**The request:** Take the line containing "the snake body" and every line after it in the data below, and print them exactly as given, with nothing else.

**Data provided:**
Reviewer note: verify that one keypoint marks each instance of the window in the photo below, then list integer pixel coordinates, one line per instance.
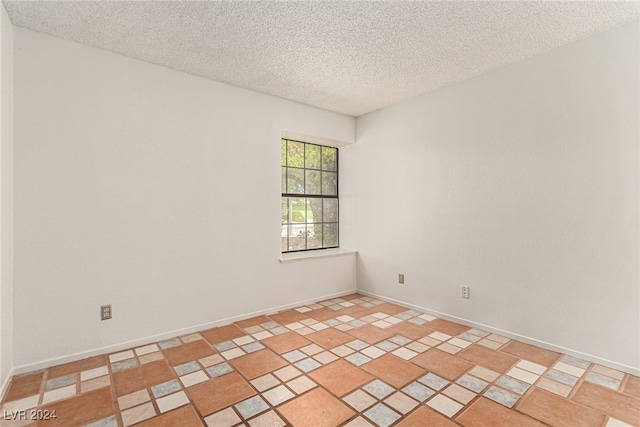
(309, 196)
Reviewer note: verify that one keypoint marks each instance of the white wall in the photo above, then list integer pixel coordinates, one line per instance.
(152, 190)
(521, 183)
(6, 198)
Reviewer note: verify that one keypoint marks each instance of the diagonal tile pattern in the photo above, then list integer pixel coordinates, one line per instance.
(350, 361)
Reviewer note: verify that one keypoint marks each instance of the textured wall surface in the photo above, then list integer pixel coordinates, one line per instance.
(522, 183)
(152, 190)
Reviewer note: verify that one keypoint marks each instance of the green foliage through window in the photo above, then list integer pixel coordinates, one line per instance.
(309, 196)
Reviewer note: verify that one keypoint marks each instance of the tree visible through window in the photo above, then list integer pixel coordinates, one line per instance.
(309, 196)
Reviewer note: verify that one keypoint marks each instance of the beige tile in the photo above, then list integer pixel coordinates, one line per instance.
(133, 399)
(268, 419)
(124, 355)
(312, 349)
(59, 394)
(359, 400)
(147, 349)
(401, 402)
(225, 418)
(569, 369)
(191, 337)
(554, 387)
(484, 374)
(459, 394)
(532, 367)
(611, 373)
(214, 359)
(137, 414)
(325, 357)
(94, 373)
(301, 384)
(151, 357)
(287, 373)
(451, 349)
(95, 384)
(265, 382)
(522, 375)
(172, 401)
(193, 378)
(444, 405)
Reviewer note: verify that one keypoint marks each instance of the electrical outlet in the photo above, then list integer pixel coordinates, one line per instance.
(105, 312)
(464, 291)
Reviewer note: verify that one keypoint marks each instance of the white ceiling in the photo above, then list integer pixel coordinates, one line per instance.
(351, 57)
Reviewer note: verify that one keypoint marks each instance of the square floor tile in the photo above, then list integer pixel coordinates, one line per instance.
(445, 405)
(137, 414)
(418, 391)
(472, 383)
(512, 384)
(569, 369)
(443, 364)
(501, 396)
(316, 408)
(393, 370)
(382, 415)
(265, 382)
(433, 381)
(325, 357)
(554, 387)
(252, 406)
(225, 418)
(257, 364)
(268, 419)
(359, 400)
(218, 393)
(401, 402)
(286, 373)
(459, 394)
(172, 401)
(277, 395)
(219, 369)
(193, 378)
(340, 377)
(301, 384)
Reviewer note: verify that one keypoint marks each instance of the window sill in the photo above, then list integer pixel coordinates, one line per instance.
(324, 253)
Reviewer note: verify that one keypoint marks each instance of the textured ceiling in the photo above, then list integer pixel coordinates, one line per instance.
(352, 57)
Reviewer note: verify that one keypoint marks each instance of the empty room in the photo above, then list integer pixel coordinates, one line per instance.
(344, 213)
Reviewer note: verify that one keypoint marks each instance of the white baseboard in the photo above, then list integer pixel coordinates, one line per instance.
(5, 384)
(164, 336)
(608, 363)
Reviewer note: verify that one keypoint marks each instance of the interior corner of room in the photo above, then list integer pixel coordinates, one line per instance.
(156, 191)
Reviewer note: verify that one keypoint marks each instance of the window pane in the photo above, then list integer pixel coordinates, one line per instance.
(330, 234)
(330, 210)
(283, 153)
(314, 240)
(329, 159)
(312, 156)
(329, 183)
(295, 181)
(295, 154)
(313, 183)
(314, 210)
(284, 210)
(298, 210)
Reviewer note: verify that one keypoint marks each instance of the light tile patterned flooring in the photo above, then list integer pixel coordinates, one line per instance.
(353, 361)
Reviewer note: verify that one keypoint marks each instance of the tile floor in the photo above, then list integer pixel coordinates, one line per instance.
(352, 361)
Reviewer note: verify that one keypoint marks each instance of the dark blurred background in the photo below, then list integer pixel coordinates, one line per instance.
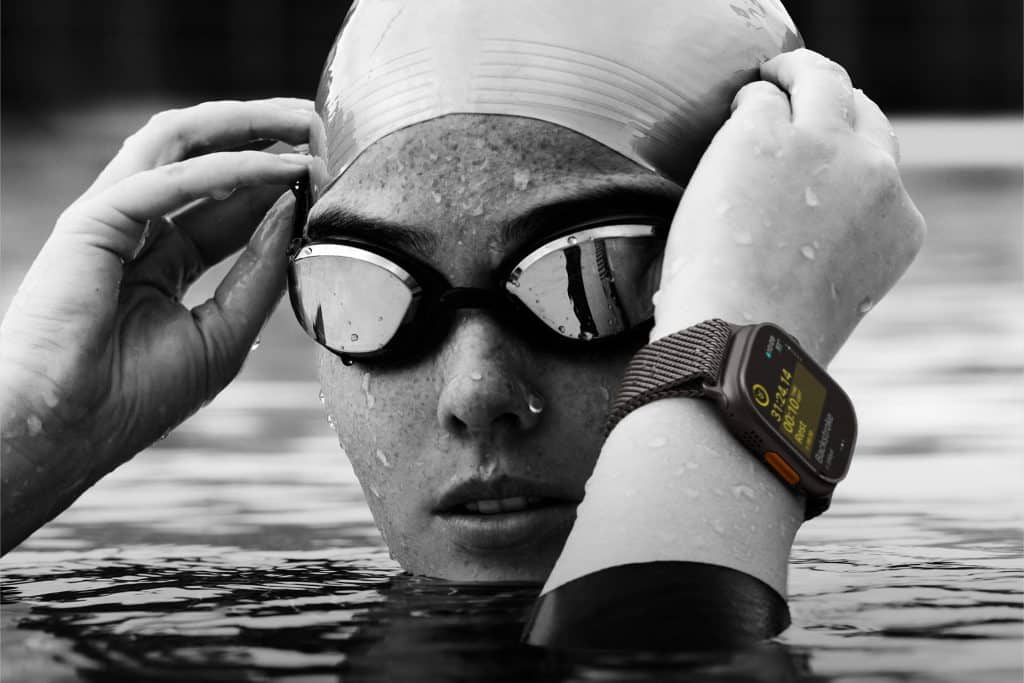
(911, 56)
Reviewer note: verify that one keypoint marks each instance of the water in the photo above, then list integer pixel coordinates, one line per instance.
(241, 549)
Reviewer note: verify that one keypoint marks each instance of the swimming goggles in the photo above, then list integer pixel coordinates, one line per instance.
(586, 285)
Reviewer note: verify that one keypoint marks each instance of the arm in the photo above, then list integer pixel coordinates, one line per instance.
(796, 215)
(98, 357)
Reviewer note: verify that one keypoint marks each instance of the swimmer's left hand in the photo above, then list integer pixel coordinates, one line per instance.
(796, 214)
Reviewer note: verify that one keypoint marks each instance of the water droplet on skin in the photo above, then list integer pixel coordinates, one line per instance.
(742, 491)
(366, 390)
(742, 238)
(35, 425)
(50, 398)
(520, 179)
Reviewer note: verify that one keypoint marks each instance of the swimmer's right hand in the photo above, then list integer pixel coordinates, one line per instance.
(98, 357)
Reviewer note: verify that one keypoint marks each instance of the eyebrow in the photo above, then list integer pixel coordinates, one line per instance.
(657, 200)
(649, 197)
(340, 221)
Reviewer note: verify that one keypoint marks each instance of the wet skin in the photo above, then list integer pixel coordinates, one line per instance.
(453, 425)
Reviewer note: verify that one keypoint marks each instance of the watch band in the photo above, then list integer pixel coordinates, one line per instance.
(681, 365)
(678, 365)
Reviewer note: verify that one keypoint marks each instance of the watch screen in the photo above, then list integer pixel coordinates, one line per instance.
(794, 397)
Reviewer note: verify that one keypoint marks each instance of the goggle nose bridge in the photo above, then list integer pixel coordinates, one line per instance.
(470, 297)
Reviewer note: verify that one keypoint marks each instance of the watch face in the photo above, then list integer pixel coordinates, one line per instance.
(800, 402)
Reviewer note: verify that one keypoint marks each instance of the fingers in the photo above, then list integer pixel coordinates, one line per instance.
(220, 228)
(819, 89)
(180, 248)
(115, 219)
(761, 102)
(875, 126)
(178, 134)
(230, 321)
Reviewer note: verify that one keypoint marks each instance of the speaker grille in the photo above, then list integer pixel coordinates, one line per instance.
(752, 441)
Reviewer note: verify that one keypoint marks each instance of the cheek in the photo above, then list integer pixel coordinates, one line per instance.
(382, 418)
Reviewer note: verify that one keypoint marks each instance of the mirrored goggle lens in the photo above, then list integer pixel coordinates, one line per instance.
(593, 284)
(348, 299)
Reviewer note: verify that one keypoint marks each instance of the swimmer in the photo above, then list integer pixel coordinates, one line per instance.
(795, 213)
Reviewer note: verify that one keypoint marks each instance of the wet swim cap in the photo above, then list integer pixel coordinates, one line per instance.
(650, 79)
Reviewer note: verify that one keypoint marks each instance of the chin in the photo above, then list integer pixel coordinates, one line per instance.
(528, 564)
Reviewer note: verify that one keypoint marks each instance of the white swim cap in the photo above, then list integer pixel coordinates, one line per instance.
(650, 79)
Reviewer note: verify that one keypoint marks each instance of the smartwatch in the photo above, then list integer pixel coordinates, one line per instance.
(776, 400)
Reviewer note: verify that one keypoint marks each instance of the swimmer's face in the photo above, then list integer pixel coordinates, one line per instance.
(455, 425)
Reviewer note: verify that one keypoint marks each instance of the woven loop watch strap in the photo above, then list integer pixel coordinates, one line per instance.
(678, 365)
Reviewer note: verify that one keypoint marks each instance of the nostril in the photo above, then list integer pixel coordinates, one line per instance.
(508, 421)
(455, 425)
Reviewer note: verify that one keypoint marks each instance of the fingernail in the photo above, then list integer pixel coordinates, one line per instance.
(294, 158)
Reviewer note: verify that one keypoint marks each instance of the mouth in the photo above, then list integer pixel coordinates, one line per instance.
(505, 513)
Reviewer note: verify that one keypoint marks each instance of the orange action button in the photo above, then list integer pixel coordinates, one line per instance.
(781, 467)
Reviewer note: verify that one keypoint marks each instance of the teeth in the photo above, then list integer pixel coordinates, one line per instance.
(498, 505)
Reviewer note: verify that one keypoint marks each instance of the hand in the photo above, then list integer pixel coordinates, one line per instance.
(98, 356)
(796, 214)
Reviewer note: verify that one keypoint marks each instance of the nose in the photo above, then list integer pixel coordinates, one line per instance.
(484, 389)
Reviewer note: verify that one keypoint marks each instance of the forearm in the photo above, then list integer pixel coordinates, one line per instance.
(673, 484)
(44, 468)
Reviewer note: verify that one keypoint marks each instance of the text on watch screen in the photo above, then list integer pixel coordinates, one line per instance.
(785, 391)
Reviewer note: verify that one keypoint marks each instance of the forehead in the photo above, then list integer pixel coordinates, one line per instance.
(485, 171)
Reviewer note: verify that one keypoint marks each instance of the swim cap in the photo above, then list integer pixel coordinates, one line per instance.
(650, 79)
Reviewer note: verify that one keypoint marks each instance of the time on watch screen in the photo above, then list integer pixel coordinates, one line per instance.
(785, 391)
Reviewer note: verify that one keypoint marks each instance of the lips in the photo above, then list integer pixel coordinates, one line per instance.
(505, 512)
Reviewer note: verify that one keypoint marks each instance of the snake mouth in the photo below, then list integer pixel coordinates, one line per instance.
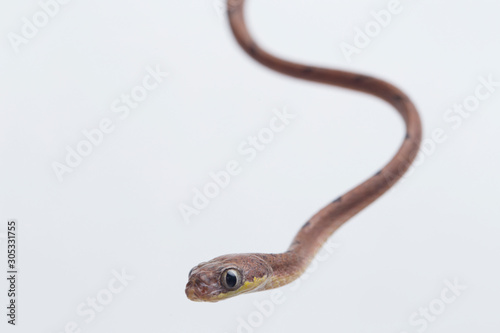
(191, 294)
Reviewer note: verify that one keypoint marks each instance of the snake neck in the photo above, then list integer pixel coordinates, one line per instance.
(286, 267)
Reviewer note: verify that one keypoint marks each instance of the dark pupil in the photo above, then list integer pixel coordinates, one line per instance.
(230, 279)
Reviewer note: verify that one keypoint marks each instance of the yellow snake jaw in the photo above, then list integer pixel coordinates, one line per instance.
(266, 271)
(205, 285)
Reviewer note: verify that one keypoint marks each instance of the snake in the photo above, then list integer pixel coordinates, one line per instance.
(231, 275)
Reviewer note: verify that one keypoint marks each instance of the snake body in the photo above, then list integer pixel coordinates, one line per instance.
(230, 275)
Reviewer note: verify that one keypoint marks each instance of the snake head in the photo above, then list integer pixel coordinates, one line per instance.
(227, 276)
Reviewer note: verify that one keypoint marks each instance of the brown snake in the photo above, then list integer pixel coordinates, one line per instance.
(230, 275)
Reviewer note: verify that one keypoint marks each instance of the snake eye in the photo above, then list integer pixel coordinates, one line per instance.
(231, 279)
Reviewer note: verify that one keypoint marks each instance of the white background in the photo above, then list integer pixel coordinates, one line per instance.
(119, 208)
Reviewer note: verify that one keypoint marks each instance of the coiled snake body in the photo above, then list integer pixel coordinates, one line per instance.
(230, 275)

**Written answer:**
Reviewer note: verify that one keypoint marks each instance of the snake body in the photo above, then list integer pixel coordinates, one line per instance.
(230, 275)
Reviewer note: verify that one keypoint marks each instance of the snake head in the photo above, then list integer pixel coordinates, one line per instance.
(227, 276)
Reviewer note: verify that one keypoint marks each instance of the brown snake in the photo above, then list integer pixel coordinates, one line per instance.
(230, 275)
Reviewer note: verify that one keypoint marks each instance of the snake eye in the photo above, then list integer pixel coordinates, one line per instance.
(231, 279)
Reviewer note: verify that one keypoint marks each instance of the white background in the photo above, then list integer pixel coordinates, one line per instance.
(119, 208)
Reviewer note: verify that one keypoint marks each instance of the coiled snake body in the photo above, then list integer pixel coordinates, one line per instance.
(230, 275)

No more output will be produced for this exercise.